* **Page text**:
Under these conditions, the moisture in the lumber is emitted as steam to the extent that drying conditions are maintained at approximately 100% relative humidity. High humidity conditions minimize the possibility of damage to the lumber resulting from case hardening with resultant stress problems, honey combing, splitting, or excessive warpage. In this embodiment, finned, gravity-type refrigeration coils are disposed inside and at the top of the vessel to maintain control of the humidity. The coils are maintained at a temperature between 36° F. and 42° F., 39° F. being the point at which water reaches its greatest density, this temperature being best suited for maximum condensation of the moisture. The coils condense the steam into liquid, which is caught in an insulated trough, supplied with a drain pipe, for removing the collected liquid. Condensate shields preferably are provided on the inside periphery of the drying vessel to catch any condensation which may form on the inside walls and to deposit it at the bottom of the vessel where perforations in the drain pipe allow this residual condensate to drain into the pipe from the bottom of the vessel. In this apparatus, the drain pipe leads to a collecting sump, disposed so that the top level of the sump is below the level of the bottom of the drying vessel, and designed so as to maintain vacuum conditions in the drying vessel. A vacuum pump pulls the vacuum through the top of the sump, and since the liquid being drained into the sump enters below the existing liquid level, it is condensed and trapped in this existing liquid and substantially dry air is pulled through the vacuum pump, thus protecting the pump and the pump oil from moisture damage. A submersible sump pump is provided inside the sump and controlled by a pre-set float switch to evacuate the sump of condensate when needed through a check valve, thereby preserving the vacuum. A flow meter is normally provided downstream from the check valve to accurately measure the amount of condensate extracted from the lumber, thereby assisting in predicting the moisture content remaining in the lumber. Through correlation of the amount of condensate extracted, the amount and species of lumber used, and the corresponding drop in humidity within the vessel, an approximate determination can be made as to the status of the drying process at any time during the operation.

* **Your task**:
Continue the text on vacuum lumber drying from the point where it stops. The records are not needed for this.

* **Entries**:
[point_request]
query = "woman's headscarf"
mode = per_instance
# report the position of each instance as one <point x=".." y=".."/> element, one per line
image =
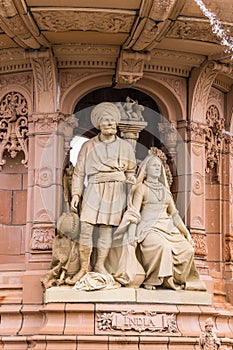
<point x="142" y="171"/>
--
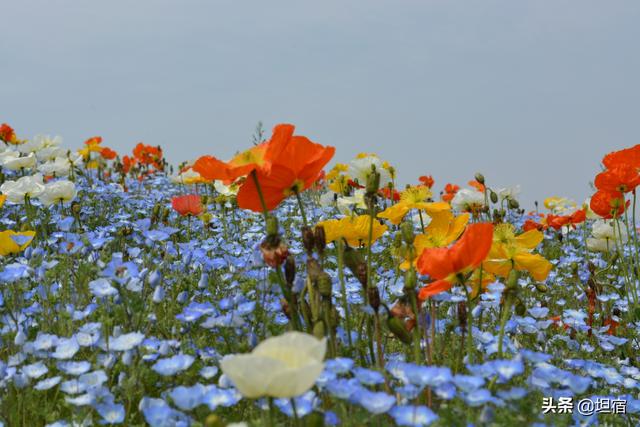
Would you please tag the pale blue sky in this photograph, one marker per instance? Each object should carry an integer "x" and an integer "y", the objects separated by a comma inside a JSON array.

* **Result below**:
The lumber drying apparatus and process of the present invention normally has as optimum conditions in a control system, the following: a level of vacuum in the system controlled within a range of 10,000-15,000 microns by common vacuum control circuitry in conjunction with a vacuum pump; a temperature in the drying vessel maintained at approximately 105° F. by a thermostat which controls the circulation pump of the hot water heating system; and a relative humidity within the drying vessel regulated by the temperature of the refrigeration coils controlled by a humidity sensor inside the vessel and connected to a control which is wired in series with a control for the refrigeration unit. Thus, as the drying operation proceeds, the humidity sensor and control determine whether more or less cooling is required and activate the control for the refrigeration unit as needed. This prevents frost from forming on the refrigeration coils, keeps the vapor escape level of the wood at a point which prevents internal stress buildup and resultant case hardening, and maintains the temperature of the coils at the optimum level for maximum condensation of the moisture. Thus, there are several major improvements in the present invention. The moisture is extracted from the lumber as steam and condensed into liquid in the same vessel, at temperatures which facilitate the process without damaging the lumber. The process is continuous once begun and need not be halted to remove the extracted moisture. In addition, the process is capable of automation and the desired moisture content of the finished product can be pre-selected with reasonable certainty and the time required to reach this point can be easily determined.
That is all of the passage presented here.